**TASK BRIEF**
Pull out each line of the data below that contains the string "green". Case counts, so match capital and lowercase letters precisely.

**DATASET EXTRACT**
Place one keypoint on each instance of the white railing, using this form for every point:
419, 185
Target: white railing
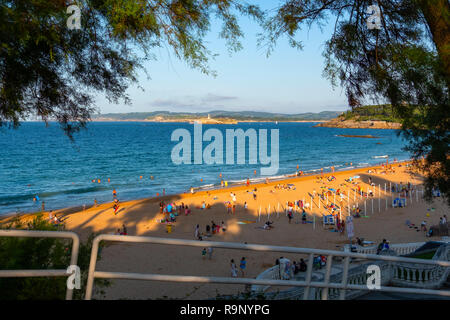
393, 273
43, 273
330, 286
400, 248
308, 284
--
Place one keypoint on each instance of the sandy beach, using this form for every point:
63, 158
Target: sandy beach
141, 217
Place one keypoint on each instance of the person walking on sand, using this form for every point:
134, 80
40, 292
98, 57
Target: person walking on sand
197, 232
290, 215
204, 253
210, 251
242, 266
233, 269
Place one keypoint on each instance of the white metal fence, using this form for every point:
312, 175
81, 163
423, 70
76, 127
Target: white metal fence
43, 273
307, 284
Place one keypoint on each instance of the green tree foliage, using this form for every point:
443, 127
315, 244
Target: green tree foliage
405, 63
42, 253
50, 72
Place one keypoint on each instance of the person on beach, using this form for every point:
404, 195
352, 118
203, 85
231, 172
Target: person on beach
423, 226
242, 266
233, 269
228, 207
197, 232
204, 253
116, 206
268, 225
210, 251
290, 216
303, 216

**ANSWER TO THE TASK**
Place one keypoint on each instance of the green tree foliage, using this form for every point:
Target: green tree foliage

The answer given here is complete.